— Texte retenu —
▶

Le poliovirus ne survit que chez des hôtes humains. Quand son réservoir se réduit, il cesse de se propager et finit par mourir. Le fondement de notre stratégie est donc de vacciner un nombre suffisant d'enfants - entre 80 % et 97 %, selon la situation locale. Une minorité de parents ne veulent pas que leur enfant soit vacciné, et nos équipes ont du mal à accéder à certaines zones en raison de problèmes de sécurité. Mais la plus grande difficulté est liée aux mouvements de populations à travers la frontière poreuse qui sépare l'Afghanistan du Pakistan, longue de 2000 km, que plusieurs millions d'enfants traversent chaque mois, souvent clandestinement. Il s'agit essentiellement de réfugiés et de travailleurs saisonniers pachtouns. Leurs déplacements fréquents compliquent nos efforts pour les vacciner.
Que faire pour surmonter ces obstacles?
Les autorités essaient de mettre en place des stations de vaccination permanentes aux endroits où ces populations franchissent les frontières, en identifiant les périodes de migration. Par exemple, on sait qu'il y a plus de mouvements pendant la saison des pluies. On tente aussi de se positionner en fonction des développements politiques et militaires dans la zone endémique. Ces tactiques ont été mises en œuvre avec succès dans d'autres pays confrontés à des défis similaires: en Syrie, en Somalie ou au Congo. Il s'agit d'un travail fastidieux, mais c'est le seul moyen de resserrer progressivement les mailles du filet.
Et au Nigeria?
Nous progressons peu à peu. La moitié de l'État de Borno, dans le nord-est du pays, est sous le contrôle du groupe Boko Haram, mais, à mesure que des populations parviennent à fuir son emprise, ou que le gouvernement regagne du terrain, nous étendons notre couverture vaccinale. L'an dernier, on estime que 100.000 enfants n'ont pas pu être vaccinés, contre 800.000 deux ans plus tôt.
Il y a donc des motifs d'espoir?
Le dernier pays à avoir été déclaré libre de la polio fut l'Inde, en 2011. Beaucoup de gens doutaient que ce soit possible techniquement d'éliminer la polio dans un pays aussi vaste et aussi densément peuplé. Or nous avons démontré que ça l'était. L'homme est déjà parvenu à éradiquer une maladie: la variole, en 1980. Il doit faire de même avec la polio. Nous avons des indicateurs qui suscitent l'espoir. Au Pakistan et en Afghanistan, la couverture vaccinale, notamment celle des personnes à haut risque, n'a jamais été aussi large. Les familles génétiques du poliovirus déclinent, comme ce fut le cas en Inde avant l'extinction du virus. Nous avons accompli de grands progrès et nous sommes sur la bonne voie. Et on n'a pas d'excuses: si on ne parvient pas à l'éradiquer, ce sera faute de volonté politique ou sociale.

◀

— Parties du travail —
a: Reproduisez fidèlement le passage du texte sur la polio qui commence à « Nous progressons peu » et se termine à « des motifs d'espoir? ».
b: D'après le texte sur la polio, quelle est la longueur de la frontière entre l'Afghanistan et le Pakistan ?
Les lignes ci-après forment un matériau distinct du texte.

— Lignes présentées —
▶

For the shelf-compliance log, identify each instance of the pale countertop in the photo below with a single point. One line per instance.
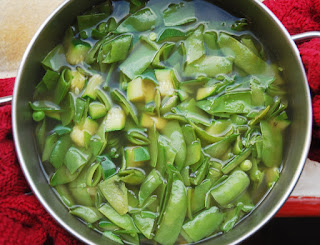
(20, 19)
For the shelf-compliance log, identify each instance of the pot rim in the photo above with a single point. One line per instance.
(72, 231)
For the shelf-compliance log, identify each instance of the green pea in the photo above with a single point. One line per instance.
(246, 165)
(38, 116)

◀
▶

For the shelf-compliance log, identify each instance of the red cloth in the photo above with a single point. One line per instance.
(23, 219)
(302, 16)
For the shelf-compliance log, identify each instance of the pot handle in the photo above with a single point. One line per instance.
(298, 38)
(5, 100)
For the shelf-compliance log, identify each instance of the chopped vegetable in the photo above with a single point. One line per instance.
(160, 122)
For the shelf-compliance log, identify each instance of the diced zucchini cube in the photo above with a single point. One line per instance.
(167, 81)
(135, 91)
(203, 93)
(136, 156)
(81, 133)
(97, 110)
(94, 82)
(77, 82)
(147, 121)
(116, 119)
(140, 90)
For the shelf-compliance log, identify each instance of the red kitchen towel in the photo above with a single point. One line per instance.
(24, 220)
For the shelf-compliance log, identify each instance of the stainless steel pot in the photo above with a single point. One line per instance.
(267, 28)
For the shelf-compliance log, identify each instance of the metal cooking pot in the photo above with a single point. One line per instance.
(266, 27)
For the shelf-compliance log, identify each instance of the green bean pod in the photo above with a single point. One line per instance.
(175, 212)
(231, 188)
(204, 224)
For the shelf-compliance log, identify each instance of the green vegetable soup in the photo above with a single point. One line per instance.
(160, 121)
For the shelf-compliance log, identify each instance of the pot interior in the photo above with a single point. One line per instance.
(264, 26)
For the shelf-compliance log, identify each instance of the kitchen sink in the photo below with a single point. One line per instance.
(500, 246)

◀
▶

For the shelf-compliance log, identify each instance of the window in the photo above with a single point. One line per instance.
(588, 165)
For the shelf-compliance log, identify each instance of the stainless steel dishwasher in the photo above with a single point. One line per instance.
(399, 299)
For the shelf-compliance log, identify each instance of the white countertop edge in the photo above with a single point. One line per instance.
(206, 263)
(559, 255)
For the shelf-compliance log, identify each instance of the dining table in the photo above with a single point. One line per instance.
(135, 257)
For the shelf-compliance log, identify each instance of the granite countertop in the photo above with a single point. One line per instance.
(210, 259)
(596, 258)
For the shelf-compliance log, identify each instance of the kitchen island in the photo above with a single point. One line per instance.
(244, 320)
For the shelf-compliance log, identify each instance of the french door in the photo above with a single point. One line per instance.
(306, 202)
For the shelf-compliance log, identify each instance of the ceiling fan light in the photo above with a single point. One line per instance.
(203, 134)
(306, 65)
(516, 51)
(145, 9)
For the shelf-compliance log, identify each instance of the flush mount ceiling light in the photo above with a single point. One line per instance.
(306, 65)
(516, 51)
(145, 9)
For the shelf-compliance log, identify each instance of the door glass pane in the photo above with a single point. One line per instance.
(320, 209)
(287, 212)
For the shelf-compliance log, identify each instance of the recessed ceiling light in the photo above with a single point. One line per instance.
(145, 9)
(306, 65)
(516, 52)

◀

— Réponses par consigne —
a:
Nous progressons peu à peu. La moitié de l'État de Borno, dans le nord-est du pays, est sous le contrôle du groupe Boko Haram, mais, à mesure que des populations parviennent à fuir son emprise, ou que le gouvernement regagne du terrain, nous étendons notre couverture vaccinale. L'an dernier, on estime que 100.000 enfants n'ont pas pu être vaccinés, contre 800.000 deux ans plus tôt.
Il y a donc des motifs d'espoir?

b: Cette frontière est longue de 2000 km.